Records from a data source
::::

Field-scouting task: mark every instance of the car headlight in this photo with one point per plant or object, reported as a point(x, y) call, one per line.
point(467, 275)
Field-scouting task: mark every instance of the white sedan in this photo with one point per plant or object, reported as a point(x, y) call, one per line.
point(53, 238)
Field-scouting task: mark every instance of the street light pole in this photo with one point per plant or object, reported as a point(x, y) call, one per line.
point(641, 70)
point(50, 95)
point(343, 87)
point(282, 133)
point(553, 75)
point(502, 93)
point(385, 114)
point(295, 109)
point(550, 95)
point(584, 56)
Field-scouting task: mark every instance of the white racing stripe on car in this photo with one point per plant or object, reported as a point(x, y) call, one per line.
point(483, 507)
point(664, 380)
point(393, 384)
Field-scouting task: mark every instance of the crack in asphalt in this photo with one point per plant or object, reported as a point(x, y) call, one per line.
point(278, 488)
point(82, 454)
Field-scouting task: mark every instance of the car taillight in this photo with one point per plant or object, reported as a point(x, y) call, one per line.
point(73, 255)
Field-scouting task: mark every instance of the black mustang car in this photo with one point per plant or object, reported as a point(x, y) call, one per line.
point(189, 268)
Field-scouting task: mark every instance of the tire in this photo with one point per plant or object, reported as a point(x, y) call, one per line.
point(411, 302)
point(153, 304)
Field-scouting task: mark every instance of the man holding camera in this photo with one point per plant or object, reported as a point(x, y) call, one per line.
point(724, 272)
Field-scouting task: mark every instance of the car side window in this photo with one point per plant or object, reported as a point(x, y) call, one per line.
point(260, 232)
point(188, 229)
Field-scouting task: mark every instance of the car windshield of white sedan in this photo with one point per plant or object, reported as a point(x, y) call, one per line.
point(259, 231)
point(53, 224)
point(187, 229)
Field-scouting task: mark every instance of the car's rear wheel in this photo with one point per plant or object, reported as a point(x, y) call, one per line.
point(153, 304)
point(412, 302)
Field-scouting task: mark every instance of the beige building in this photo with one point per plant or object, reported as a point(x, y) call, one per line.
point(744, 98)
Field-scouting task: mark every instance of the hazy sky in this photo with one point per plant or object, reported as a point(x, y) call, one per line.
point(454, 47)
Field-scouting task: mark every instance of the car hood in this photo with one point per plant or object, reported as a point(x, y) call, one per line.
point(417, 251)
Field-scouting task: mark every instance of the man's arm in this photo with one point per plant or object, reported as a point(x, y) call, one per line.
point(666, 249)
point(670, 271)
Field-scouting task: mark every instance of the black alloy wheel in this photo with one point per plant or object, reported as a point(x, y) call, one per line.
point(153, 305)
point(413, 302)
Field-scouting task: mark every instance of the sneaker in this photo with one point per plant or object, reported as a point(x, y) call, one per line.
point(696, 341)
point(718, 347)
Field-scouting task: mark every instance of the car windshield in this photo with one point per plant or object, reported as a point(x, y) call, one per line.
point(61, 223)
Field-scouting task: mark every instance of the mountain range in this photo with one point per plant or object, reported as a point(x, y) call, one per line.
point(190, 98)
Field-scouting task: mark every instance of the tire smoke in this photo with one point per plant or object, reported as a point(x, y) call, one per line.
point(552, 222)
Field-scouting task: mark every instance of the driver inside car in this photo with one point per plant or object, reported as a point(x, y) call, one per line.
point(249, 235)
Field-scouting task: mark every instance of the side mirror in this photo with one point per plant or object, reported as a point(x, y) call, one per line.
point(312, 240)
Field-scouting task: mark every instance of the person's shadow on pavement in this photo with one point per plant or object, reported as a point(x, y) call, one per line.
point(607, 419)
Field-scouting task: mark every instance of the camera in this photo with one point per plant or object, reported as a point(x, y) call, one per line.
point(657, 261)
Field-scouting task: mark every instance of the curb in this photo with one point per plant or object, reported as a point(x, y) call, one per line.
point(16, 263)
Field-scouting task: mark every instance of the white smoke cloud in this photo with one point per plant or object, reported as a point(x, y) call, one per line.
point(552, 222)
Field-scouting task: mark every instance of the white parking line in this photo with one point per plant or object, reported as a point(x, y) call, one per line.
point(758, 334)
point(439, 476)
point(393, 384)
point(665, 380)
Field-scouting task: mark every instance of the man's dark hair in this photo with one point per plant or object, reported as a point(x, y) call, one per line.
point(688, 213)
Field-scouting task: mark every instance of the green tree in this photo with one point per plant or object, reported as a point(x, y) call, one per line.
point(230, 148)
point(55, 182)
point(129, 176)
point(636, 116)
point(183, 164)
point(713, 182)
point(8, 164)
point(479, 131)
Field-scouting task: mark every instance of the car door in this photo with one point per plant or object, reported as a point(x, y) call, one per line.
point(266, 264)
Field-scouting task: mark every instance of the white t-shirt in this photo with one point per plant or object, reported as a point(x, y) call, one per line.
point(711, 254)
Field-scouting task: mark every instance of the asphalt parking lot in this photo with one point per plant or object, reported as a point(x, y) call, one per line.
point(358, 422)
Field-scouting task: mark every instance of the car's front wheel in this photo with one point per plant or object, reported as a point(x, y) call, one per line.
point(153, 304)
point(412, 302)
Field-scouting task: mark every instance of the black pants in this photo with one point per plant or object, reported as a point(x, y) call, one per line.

::::

Directions = Retype the lines from the one containing "Field-scouting task: mark every instance of the green" to the last line above. Change nothing and include no others.

Reply =
Field-scouting task: mark every instance of the green tree in this photo with one point per plant or object, reported as a point(x, y) call, one per line.
point(230, 148)
point(55, 182)
point(129, 176)
point(636, 116)
point(183, 164)
point(713, 182)
point(8, 164)
point(479, 131)
Field-scouting task: mark every instance of the car door in this photo with one point per plant or object, reported as a point(x, y) call, one per line.
point(266, 264)
Field-scouting task: mark every instance of the white t-shirt in this photo with one point per plant or object, reported as a point(x, y) call, one per line.
point(711, 254)
Field-scouting task: mark every instance of the asphalt parking lot in this photo with one point per plant or object, reported as a point(x, y) call, one per line.
point(358, 422)
Field-scouting task: mark every instance of the car's front wheel in this photo with one point per plant or object, reported as a point(x, y) call, one per line.
point(153, 304)
point(412, 302)
Field-scouting task: mark every instance of the black pants in this photo with one point per plant or object, reported as a point(x, y) call, one per line.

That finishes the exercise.